SOURCE TEXT:
In a meeting with US Special Representative for Iran Brian Hook, Netanyahu made a dig at Gantz, saying: “We have very important topics to discuss, even ones that can’t wait until after corona.”
Netanyahu’s allies went further. Asked if the prime minister would go to an election if sovereignty does not happen, coalition chairman Miki Zohar responded: “In my estimation, the matter of sovereignty is critical for the prime minister.”
Transportation Minister Miri Regev said sarcastically in a Channel 13 interview: “Gantz didn’t know about sovereignty.” The same channel reported a source close to Netanyahu said that if “Gantz sabotages sovereignty, there will be a painful response.”
According to the coalition agreement, Netanyahu can bring sovereignty to a vote in the Knesset or the cabinet beginning July 1 even if Gantz does not agree to it.
Also Tuesday, Palestinian officials said they are prepared to resume peace negotiations with Israel only after it cancels its plan to apply sovereignty to parts of the West Bank.
Peace talks should be held only through an international peace conference and under the auspices of the UN, the officials told The Jerusalem Post.
Several Palestinian factions, meanwhile, called for protests in the West Bank on Wednesday against the Israeli plan. The factions urged Palestinians to clash with soldiers as part of a “day of rage” in protest against the annexation plan.
“The Palestinian position remains unchanged and firm,” one official told the Post. “We are calling for an international conference under the umbrella of the UN and with wide participation of international parties on the basis of international legitimacy and the [2002] Arab Peace Initiative.”
The official said it is “premature” to talk about the resumption of any peace process as long as Israel proceeds with its plan to extend its sovereignty to parts of the West Bank.
The Palestinian leadership remains committed at this phase to PA President Mahmoud Abbas’s May 18 decision to renounce all agreements and understandings with Israel and the US administration, another Palestinian official told the Post.
“The US administration has disqualified itself from playing any role in the Middle East peace process because of its blind bias in favor of Israel,” the official said. “That’s why we are now insisting that the UN and other international parties and countries increase their role in the conflict. Our goal is to end US hegemony over the peace process.”
Palestinian officials on Tuesday stepped up their efforts to prevent Israel from carrying out its annexation plan.

DATA LINES:
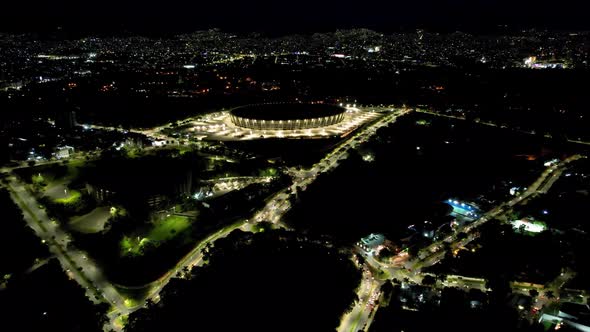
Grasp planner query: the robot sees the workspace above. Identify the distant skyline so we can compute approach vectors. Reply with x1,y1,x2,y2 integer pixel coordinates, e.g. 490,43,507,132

EXERCISES TO COMPLETE:
(A) Return the passage of the article on Israeli sovereignty and Palestinian officials from "The official said it" up to and including "Palestinian official told the Post.", copied word for word.
(B) Supply the next part of the article on Israeli sovereignty and the Palestinian response, starting after its last sentence.

TASK RESULTS:
(A)
The official said it is “premature” to talk about the resumption of any peace process as long as Israel proceeds with its plan to extend its sovereignty to parts of the West Bank.
The Palestinian leadership remains committed at this phase to PA President Mahmoud Abbas’s May 18 decision to renounce all agreements and understandings with Israel and the US administration, another Palestinian official told the Post.

(B)
In a series of meetings in Ramallah with foreign diplomats, they warned of the “dangers” and “grave repercussions” of the Israeli plan and called on the international community to pressure Israel to backtrack.
In a related development, a PA official confirmed that the Palestinians have offered to resume peace negotiations with Israel.
The offer was included in a letter the Palestinians sent in early June to the Quartet, which consists of the US, UN, EU and Russia, the official said.
The official, who was responding to a Monday dispatch by AFP, said PA Prime Minister Mohammad Shtayyeh had talked about the letter to the Quartet during a meeting with the Foreign Press Association on June 9.
At the meeting, Shtayyeh revealed that the Palestinians presented a counteroffer to US President Donald Trump’s plan for Middle East peace, also known as the “Deal of the Century.”
The counteroffer calls for the establishment of an independent, sovereign and demilitarized Palestinian state, Shtayyeh said.
The Palestinian plan also talks about the possibility of “minor border changes” between the future Palestinian state and Israel, he said, without mentioning the Palestinians’ readiness for bilateral talks with Israel.
The AFP dispatch quoted the Palestinian letter to the Quartet as saying the Palestinians are “ready to resume direct bilateral negotiations [with Israel] where they stopped.”
According to the letter, “No one has as much interest as the Palestinians in reaching a peace agreement, and no one has as much to lose as the Palestinians in the absence of peace. We are ready to have our state with a limited number of weapons and a powerful police force to uphold law and order.”